- [The task]: Give again every line from the one with "For every instance of the black" through the last line of the data, exactly, and leave out the lines before it.
#### Record set ####
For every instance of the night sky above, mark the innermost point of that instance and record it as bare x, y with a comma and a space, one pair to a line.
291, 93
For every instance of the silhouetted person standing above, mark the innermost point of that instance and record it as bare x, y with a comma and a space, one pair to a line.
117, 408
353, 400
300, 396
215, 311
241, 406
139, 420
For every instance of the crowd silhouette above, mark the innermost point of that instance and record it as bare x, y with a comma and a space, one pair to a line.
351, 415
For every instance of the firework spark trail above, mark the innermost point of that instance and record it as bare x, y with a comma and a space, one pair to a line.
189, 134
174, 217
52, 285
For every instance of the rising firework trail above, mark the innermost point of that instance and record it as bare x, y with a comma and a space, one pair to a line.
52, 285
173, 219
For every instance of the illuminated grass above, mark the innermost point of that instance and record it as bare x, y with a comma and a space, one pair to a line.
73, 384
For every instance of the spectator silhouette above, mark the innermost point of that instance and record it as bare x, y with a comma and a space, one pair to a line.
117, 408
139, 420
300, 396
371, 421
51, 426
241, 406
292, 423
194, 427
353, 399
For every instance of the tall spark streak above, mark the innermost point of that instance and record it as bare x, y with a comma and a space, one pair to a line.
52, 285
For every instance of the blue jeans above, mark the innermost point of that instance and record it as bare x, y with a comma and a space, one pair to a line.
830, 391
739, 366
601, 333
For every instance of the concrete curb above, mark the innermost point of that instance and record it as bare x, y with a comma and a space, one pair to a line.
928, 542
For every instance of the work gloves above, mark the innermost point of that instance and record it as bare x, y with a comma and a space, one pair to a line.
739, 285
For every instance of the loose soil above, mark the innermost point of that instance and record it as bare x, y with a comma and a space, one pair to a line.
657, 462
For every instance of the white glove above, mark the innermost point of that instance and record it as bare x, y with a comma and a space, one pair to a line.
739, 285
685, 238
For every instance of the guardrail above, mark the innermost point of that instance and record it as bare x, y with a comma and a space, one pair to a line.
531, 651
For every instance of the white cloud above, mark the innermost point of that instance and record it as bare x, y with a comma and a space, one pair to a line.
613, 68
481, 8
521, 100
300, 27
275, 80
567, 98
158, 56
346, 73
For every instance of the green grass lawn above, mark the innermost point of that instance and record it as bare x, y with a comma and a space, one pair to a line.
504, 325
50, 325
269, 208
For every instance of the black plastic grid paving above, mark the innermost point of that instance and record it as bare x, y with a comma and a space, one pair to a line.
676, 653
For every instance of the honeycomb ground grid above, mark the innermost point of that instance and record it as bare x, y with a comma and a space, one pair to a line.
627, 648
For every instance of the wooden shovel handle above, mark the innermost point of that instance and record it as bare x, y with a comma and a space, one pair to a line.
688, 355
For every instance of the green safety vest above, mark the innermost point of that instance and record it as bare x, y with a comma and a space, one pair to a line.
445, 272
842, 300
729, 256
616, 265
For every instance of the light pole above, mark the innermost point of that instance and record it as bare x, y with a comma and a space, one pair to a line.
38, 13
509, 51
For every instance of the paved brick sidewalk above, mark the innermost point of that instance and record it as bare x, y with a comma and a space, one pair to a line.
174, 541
####
- [Response]:
For every instance of the black plastic grid paving above, mark the innermost point of that instance and record it as bare x, y with a comma and a space, one pair to a line.
676, 653
For every instance of the honeycomb ground grid above, mark the innermost point of that instance and record it as bare x, y with a comma and a space, one pair to a line.
627, 648
For every instance of the wooden shovel handle above, mark the innermost point of that instance and record it as bare x, y with a comma and a space, one pair to a line.
688, 355
For every instance of the green safety vest above, mark the innermost point of that instance and record it as bare x, y with a comma and a space, one pair to a line.
445, 272
842, 300
729, 256
616, 265
For every instance of the light pole above, mark the innermost point of that instance and record it as bare x, y with a comma and a space, one pair to a line.
38, 13
509, 51
For every instance of the paved brick sidewalk above, mark the innermost point of that instance and record it as bare x, y with a comma and a space, one pair to a line.
174, 541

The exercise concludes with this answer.